### Problem set
1. List every heading in the "Highlights & Insights" section of the CoAct-1 text.
2. Does each statement agree with the CoAct-1 text? (a) Pure Code scores higher than Pure GUI. (b) CUA 4o has a success rate of 31.40%. (c) Assigning strong models to the Orchestrator and Programmer gives the largest gains. Answer yes or no for each, and quote the deciding words.

Hybrid > Either Single Modality: Pure Code (35.73%) and Pure GUI (50.68%) combined reach 60.76%, proving the modalities are complementary—coding handles backend files/data while GUI handles visual navigation.
Efficiency Couples with Success Rate: While CUA 4o is more step-efficient (6.14), its success rate is only 31.40%. CoAct-1's low step count represents "effective efficiency" rather than "task abandonment."
More Steps Increase Failure Risk: Figure 3d shows failure rates correlate positively with required actions; using scripts to compress steps inherently reduces error opportunities.
High-level Roles Benefit Most from Model Capability: Allocating strong models to the Orchestrator and Programmer (roles with high reasoning demand) yields the highest gains, validating the modular "compute as needed" design.

Highlights & Insights¶

Elevating "Coding" to a First-Class Action: This is the core "aha" moment—instead of summarizing APIs for every app, the agent is allowed to write Python/Bash freely to manipulate the OS backend, replacing long click sequences with one script and fundamentally avoiding visual grounding ambiguity.
Dynamic Modality Selection Over Binary Choice: The Orchestrator dynamically dispatches between coding and GUI based on subtask nature, gaining script precision while retaining GUI versatility. This scheduling logic is transferable to any agent system with heterogeneous tools.
Summarizer + Memory Reset Logic: Using a dedicated model to compress histories and resetting executor memory solves context contamination in multi-agent systems—a reusable multi-agent orchestration trick.
Training-free, Plug-and-play: Achieving SOTA simply by orchestrating off-the-shelf strong models (o3 / o4-mini / CUA) proves that significant gains come from "action space design" rather than just "retraining a model."

Excerpts from a dataset:
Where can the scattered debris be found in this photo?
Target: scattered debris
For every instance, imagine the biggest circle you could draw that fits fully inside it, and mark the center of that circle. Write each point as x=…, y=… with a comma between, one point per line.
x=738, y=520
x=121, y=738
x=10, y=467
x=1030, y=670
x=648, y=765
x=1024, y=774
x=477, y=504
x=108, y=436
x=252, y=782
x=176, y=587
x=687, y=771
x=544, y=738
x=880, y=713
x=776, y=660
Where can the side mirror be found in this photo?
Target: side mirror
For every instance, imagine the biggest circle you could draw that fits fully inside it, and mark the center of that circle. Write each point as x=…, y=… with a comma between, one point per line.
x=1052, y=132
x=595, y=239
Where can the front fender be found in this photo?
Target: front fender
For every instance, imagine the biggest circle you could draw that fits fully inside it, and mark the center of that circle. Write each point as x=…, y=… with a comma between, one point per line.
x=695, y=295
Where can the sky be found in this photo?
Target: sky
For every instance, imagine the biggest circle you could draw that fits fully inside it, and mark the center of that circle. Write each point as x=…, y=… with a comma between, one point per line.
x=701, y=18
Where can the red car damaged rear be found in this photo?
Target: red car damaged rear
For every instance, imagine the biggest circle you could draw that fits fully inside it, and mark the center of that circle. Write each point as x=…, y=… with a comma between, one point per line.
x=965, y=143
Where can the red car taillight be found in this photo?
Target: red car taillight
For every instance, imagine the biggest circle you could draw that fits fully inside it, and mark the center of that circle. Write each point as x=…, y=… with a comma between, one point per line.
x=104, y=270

### Answers to each task
1.
- Elevating "Coding" to a First-Class Action
- Dynamic Modality Selection Over Binary Choice
- Summarizer + Memory Reset Logic
- Training-free, Plug-and-play

2.
(a) No: "Pure Code (35.73%) and Pure GUI (50.68%)"
(b) Yes: "its success rate is only 31.40%"
(c) Yes: "Allocating strong models to the Orchestrator and Programmer (roles with high reasoning demand) yields the highest gains"